- _Job_: Switch "green glove" to "green mitten" in the listing, starting at the line that contains "If you could locate the green sequin circle" and ending at the last line of the listing. Give back only those lines, with everything else left as it is.

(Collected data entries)
◆ ◆ ◆

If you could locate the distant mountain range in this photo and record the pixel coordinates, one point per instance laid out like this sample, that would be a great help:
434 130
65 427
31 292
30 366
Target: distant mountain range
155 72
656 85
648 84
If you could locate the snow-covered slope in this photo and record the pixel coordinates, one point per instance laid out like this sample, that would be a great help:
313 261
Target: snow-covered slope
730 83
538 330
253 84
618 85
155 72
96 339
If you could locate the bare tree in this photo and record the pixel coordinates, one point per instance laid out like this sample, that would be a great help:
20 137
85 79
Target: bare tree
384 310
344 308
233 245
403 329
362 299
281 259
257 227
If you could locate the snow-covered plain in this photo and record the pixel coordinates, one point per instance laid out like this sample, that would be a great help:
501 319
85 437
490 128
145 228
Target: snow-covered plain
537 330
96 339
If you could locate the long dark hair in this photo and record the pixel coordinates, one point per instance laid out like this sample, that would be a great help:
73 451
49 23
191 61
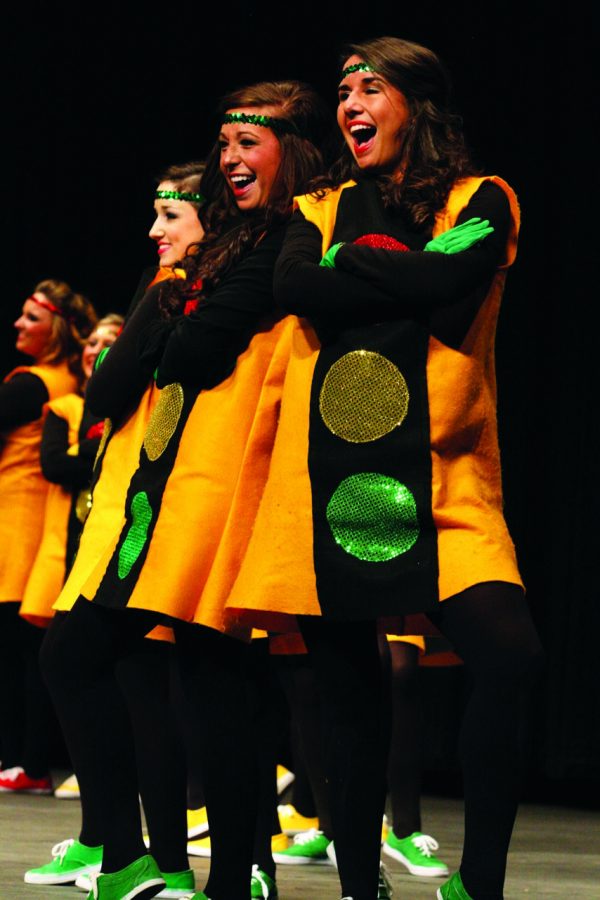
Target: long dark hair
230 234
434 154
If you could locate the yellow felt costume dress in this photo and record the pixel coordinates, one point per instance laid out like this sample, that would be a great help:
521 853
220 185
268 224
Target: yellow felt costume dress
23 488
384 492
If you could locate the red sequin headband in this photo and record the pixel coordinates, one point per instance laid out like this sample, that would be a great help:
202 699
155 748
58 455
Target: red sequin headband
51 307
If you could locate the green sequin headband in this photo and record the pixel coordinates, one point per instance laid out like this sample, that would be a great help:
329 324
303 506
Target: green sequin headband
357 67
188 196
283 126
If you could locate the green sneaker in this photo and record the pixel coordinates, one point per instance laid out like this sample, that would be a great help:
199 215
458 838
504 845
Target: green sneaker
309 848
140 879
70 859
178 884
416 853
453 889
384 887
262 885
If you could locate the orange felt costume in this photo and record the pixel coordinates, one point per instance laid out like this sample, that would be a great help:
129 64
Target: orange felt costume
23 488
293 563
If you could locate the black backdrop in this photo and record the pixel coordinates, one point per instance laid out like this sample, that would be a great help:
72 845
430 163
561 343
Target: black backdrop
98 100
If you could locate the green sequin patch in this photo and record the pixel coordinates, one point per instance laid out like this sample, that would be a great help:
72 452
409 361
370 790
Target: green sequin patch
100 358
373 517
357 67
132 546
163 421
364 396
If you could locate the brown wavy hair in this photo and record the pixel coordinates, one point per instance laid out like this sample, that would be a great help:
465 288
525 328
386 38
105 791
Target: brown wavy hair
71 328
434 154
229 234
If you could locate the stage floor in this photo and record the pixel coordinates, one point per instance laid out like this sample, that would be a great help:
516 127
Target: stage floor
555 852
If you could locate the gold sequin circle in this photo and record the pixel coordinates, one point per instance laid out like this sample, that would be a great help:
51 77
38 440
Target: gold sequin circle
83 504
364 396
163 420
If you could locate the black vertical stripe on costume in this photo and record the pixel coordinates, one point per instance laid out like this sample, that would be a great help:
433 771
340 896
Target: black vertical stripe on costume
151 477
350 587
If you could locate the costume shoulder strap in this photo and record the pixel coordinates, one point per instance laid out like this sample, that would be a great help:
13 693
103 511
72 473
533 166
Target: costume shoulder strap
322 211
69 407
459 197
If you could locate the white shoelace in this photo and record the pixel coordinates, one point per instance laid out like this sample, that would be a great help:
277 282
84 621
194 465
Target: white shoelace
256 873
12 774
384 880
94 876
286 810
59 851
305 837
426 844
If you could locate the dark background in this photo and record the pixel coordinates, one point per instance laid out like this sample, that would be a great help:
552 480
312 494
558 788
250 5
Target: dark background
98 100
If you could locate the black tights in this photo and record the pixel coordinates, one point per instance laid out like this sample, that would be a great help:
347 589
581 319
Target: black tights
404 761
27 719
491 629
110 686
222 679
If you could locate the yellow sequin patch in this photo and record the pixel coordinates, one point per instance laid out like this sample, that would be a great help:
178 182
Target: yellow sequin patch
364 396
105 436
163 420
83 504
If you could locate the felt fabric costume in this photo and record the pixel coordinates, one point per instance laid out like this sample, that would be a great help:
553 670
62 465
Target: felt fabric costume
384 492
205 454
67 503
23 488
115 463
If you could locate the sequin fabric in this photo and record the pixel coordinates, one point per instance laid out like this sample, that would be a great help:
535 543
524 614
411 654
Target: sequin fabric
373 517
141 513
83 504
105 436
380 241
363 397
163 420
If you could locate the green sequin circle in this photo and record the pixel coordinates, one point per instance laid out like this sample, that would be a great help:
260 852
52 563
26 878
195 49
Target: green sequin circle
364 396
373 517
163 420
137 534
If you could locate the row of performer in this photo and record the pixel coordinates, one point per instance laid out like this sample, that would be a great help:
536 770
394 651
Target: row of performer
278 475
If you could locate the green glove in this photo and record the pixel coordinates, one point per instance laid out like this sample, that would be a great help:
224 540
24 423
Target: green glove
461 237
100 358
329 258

◆ ◆ ◆

- _Answer in full_:
If you could locate the green sequin circle in this photo and record the pixel coordinates, one point per instance laid out like this sample, that would be a great help:
260 852
52 563
26 878
195 49
Target: green sequin circle
364 396
373 517
163 420
137 534
If you could locate the row of performer in this photo and record the pixel coordinates, one point per instance laid out like this sample, that would be a great help:
536 770
394 651
Target: row of performer
278 475
If you could locate the green mitten in this photo and record the pixel coordinates, one point per instance laid out like this sample, that would be a great help:
224 540
24 423
Target: green mitten
461 237
100 358
329 258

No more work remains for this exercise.